# Antrieb - Kettenblattgröße?



## WarriorPrincess (17. August 2014)

Momentan suche ich ein neues Bike (Enduro oder ähnliches soll es werden) und gestern bei ner Probefahrt mit nem Speci Enduro konnte ich das erste Mal eine Einfach-Schaltung testen - und ich bin nicht abgeneigt.

Problem allerdings ist die Übersetzung: Im Speci Enduro ist z.B. ein 32er Blatt verbaut, laut Händler gibt es noch die Option ein 30er Blatt zu kriegen. Für mich mit meinen schwachen Beinchen aber beim Bergauftreten immer noch eine starke Herausforderung. Und ich bin nicht sicher, ob ich eine längere Steigung durchhalte, steile Rampen befürchte ich sind dann noch weniger machbar.
Ich hab schon geschaut, ob ich Infos zum Verbau eines 28er-Blattes finde, ob es irgendetwas gibt, was dagegen spricht - aber bisher nichts gefunden. Dabei geht es jetz nicht nur ums Speci, sondern generell um nen Einfach-Antrieb mit 28 Zähnen. Welche Erfahrung und Meinung habt ihr dazu? (Und ja, ich weiß, dass mir dann hohe Gänge fehlen, aber die sind für mich weniger wichtig als die Berg-Gänge )


----------



## Frau Rauscher (17. August 2014)

es gibt auch 28er Kettenblätter... Ich glaube die gehen aber nicht mit jeder Kurbel.
Ich hab am Liteville ein 30er Kettenblatt, allerdings mit 26'' Rädern. Das passt mir gut, und geht bergauf wie mein 2x10 am Enduro.

Das Speci Enduro in 27,5 bin ich neulich testgefahren, mit 34er (!!!) Kettenblatt, da war an bergauffahren nicht zu denken  Mit 27,5er Rädern würde ich mir jedenfalls auch ein 28er Kettenblatt wünschen!


----------



## MTB-News.de




----------



## scylla (17. August 2014)

28er Blätter gibt es für die "spiderless" Varianten der 11fach Kurbeln von Sram, also für die XX1 und die X01 Kurbeln.
Z.B. hier: http://r2-bike.com/sram-xx1-kettenblatt-28
Bei der günstigeren X1 Kurbel limitiert der Lochkreis des Kurbelspiders die möglichen Kettenblätter auf minimal 30Z, 28Z geht da schon nicht mehr.

Nimm dir einfach mal einen Online-Ritzelrechner und spiel die möglichen Antriebskombinationen durch und vergleiche die Über- bzw. Untersetzungen mit deinem bisherigen Antrieb.
http://www.j-berkemeier.de/Ritzelrechner.html
Bei 30 Zähnen vorne und 42 Zähnen hinten wäre der kleinste Gang minimal leichter als mit 24 Zähnen vorne und 34 Zähnen hinten, aber schon deutlich dicker als mit 24 Zähen vorne und 36 Zähnen hinten.

(Datensätze mit Koordinatenannotationen)
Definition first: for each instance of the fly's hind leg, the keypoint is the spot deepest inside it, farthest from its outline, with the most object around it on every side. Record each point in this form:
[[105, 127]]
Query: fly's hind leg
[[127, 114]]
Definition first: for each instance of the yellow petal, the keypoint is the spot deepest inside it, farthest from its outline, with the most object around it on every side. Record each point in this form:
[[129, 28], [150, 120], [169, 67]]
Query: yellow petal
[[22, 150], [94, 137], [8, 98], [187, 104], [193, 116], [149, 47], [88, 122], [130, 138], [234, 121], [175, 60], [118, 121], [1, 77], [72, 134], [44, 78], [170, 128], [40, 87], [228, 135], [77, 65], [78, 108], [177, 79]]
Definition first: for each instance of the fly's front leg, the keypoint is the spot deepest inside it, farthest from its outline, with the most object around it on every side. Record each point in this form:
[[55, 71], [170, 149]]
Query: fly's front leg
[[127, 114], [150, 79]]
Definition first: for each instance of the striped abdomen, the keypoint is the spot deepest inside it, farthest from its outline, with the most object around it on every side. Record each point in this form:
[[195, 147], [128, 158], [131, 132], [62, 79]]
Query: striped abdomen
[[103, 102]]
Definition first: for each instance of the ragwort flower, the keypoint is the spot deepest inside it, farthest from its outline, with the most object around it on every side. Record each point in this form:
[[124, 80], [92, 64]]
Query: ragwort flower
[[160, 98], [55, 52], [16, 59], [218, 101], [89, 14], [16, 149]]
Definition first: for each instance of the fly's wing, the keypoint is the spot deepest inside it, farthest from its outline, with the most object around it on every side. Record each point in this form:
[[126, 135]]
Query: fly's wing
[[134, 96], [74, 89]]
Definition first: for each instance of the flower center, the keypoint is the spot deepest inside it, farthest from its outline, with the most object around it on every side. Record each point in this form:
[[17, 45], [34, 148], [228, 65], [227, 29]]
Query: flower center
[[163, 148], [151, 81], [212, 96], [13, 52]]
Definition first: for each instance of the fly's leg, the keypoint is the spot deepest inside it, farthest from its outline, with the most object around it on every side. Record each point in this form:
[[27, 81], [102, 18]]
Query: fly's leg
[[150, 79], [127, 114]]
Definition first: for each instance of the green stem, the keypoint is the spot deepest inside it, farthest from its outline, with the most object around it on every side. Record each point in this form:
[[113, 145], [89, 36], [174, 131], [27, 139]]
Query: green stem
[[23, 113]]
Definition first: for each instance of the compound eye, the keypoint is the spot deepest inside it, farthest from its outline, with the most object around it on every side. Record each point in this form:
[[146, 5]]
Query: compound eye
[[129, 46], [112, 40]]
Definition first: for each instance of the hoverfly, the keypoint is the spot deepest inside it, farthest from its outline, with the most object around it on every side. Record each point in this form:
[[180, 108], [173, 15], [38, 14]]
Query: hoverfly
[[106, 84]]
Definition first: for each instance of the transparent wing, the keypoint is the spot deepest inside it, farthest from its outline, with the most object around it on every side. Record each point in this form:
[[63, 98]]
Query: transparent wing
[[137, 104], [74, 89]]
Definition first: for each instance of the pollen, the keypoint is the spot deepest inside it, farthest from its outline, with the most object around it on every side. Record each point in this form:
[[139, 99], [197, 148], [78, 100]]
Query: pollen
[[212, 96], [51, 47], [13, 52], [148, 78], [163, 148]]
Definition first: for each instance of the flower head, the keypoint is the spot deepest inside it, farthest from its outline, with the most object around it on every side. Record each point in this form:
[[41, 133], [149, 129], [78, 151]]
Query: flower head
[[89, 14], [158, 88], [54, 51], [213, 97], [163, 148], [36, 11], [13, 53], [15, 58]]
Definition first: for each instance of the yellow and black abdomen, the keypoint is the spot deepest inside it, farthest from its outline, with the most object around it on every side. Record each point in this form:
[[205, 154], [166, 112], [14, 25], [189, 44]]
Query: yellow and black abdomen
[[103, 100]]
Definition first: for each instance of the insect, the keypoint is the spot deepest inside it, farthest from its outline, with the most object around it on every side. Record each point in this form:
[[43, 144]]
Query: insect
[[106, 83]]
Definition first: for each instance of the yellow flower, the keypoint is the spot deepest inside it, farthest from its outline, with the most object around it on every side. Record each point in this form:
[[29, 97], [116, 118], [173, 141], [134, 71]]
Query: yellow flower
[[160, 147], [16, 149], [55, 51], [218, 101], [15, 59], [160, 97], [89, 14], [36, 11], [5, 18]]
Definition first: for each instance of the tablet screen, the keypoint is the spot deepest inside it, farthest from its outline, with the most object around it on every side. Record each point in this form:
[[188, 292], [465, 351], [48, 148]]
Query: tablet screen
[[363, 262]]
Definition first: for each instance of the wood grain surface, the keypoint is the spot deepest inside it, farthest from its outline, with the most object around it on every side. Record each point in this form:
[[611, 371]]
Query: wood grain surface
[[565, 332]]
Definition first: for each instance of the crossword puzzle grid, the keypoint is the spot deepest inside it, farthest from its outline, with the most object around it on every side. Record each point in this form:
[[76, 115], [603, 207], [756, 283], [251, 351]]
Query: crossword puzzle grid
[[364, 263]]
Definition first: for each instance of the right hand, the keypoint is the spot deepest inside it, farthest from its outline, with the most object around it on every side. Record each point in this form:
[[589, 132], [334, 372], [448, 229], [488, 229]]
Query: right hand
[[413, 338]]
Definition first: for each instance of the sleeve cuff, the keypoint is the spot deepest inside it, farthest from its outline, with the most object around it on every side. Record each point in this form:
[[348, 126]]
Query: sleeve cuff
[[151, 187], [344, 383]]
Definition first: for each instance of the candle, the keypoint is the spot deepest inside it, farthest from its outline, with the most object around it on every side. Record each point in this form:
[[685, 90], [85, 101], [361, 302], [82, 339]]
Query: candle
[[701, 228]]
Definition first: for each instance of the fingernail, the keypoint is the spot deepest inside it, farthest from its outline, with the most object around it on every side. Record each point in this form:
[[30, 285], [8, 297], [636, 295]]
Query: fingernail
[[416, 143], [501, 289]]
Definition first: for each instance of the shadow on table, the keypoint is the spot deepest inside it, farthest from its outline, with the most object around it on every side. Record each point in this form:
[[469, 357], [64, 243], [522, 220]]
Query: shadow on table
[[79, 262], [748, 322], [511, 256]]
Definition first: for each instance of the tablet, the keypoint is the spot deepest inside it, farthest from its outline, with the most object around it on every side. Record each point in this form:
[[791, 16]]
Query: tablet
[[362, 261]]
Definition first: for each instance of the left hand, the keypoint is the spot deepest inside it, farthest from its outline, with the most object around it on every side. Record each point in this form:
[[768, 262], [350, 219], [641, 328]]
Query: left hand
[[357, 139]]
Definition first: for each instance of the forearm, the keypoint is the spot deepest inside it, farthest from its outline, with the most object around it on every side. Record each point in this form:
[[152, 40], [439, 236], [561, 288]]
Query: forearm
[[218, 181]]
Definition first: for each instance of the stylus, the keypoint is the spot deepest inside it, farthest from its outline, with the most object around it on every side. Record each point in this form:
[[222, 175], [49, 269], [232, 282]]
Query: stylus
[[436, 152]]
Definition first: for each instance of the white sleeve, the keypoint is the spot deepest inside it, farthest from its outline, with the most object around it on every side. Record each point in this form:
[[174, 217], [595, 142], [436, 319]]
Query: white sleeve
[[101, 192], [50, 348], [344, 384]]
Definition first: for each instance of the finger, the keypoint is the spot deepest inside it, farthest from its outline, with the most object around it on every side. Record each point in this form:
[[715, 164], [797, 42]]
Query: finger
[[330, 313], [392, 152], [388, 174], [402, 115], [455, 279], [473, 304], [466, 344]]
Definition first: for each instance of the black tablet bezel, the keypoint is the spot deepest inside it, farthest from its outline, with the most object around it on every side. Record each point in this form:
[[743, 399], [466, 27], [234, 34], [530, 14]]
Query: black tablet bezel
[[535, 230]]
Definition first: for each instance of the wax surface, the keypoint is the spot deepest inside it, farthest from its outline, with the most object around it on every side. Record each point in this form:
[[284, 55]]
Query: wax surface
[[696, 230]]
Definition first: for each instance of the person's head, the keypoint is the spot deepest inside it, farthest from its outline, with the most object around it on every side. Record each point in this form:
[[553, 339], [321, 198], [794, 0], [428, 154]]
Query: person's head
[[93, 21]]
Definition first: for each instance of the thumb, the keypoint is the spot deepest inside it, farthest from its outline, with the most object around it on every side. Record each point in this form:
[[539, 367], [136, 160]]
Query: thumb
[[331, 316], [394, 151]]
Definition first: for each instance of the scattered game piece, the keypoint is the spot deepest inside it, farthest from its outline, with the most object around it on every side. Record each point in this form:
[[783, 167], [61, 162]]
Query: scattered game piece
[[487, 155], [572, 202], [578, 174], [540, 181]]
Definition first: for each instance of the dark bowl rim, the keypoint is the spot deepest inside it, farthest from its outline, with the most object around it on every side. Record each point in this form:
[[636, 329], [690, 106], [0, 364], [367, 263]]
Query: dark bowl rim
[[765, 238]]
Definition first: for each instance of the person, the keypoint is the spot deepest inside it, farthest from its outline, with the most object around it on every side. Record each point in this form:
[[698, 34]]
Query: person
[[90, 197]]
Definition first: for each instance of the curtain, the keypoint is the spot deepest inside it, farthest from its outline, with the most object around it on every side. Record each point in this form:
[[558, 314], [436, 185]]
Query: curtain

• Aufgabenstellung: Nenne alle Kurbeln von Sram, die im Thread zur Kettenblattgröße mit ihrer Modellbezeichnung erwähnt werden. Die Einträge stehen für sich und gehören nicht zum Thread.

• Lösung: XX1, X01 und X1